### TRECHO DO DOCUMENTO
O objetivo é criar um ambiente no qual o universo parece “sonhar com a candidatura” do assessorado, embora o político, tão humilde que nem cabe em si, diga que “o povo é quem vai decidir isso na hora certa”.
Lembrando
Ao contrário do que muitos, sob incontida empolgação, imaginam, a candidatura de João Campos em 2026 ainda é muito arriscada para ele.
Para ilustrar esse risco, lembro aqui uma pesquisa do Instituto Datafolha, divulgada em julho de 2021. Na época, o então presidente Jair Bolsonaro (PL) tinha 25% das intenções de voto, contra 48% de Lula (PT).
Nas simulações de segundo turno, Lula vencia com 58% contra 31% de Bolsonaro. Na época, a rejeição ao presidente no cargo era de incríveis 59%.
Quase 60% dos eleitores diziam que “não votariam em Bolsonaro de maneira nenhuma”. Mas no fim ele quase venceu a eleição.
No cargo
O risco que Lula correu de perder uma eleição que parecia fácil um ano antes se deu, principalmente, porque o adversário dele, era um incumbente, era o presidente no exercício do cargo, buscando a reeleição.
Na medida em que o pleito foi se aproximando, enquanto Lula tinha a bandeira do PT e um discurso, Bolsonaro tinha a força do seu próprio cargo, a mão poderosa e bastante visível da gestão atuando para mantê-lo no posto.

### EXERCÍCIO A
Diga se cada afirmação concorda com o trecho, respondendo sim ou não e citando literalmente as palavras decisivas: (i) na pesquisa do Datafolha de julho de 2021, Lula tinha 48% das intenções de voto; (ii) a rejeição a Bolsonaro naquela época era de 31%; (iii) a candidatura de João Campos em 2026 é vista como pouco arriscada para ele.
### EXERCÍCIO B
Reproduza fielmente tudo o que vai de "Na medida em" até "mantê-lo no posto." no trecho.
Os registros não têm nenhum papel nesta atividade.

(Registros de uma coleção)
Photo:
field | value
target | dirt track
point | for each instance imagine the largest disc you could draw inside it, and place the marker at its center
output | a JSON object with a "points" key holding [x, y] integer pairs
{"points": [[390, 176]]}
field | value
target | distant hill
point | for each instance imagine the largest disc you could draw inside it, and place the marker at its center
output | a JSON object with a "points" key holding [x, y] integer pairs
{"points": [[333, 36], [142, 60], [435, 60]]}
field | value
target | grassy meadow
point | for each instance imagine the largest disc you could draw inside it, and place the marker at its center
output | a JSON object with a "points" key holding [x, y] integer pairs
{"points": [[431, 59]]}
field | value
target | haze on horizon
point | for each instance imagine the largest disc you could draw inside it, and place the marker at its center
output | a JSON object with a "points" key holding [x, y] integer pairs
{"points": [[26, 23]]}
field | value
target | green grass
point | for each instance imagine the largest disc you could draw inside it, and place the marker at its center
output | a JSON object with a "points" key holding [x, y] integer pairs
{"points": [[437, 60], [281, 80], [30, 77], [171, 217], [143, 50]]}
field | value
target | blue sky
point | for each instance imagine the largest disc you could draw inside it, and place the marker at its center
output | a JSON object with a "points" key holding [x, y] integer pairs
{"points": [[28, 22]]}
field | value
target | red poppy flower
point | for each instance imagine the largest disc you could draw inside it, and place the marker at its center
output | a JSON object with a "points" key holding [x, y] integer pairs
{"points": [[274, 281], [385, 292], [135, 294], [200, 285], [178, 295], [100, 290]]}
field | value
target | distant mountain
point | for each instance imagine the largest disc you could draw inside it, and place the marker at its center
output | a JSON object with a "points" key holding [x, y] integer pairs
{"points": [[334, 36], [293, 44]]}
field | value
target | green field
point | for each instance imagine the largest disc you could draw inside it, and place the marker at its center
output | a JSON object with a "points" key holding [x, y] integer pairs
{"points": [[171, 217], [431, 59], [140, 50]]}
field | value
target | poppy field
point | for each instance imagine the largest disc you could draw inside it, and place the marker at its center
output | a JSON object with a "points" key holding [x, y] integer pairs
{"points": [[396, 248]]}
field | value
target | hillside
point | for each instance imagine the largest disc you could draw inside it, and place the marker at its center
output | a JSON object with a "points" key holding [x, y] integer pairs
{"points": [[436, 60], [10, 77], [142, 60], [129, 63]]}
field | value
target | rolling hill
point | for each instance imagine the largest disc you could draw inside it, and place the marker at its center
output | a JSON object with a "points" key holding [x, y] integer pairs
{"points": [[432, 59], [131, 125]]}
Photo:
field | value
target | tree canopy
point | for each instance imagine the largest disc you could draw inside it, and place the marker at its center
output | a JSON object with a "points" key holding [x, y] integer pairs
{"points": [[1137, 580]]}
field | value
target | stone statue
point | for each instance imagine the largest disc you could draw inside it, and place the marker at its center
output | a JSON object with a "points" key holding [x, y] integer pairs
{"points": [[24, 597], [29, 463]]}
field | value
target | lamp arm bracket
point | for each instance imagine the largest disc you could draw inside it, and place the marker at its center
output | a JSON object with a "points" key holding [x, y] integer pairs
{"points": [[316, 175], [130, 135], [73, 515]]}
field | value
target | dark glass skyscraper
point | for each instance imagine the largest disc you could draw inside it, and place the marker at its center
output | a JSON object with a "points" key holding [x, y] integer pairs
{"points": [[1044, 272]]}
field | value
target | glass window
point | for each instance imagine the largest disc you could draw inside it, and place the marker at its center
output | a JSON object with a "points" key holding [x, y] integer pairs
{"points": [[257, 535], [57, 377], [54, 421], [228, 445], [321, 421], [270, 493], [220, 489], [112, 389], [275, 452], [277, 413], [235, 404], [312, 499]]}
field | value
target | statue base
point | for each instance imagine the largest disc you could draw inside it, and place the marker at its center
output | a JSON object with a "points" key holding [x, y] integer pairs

### RESPOSTA DO EXERCÍCIO A
(i) Sim: "contra 48% de Lula (PT)".
(ii) Não: "a rejeição ao presidente no cargo era de incríveis 59%".
(iii) Não: "ainda é muito arriscada para ele".

### RESPOSTA DO EXERCÍCIO B
Na medida em que o pleito foi se aproximando, enquanto Lula tinha a bandeira do PT e um discurso, Bolsonaro tinha a força do seu próprio cargo, a mão poderosa e bastante visível da gestão atuando para mantê-lo no posto.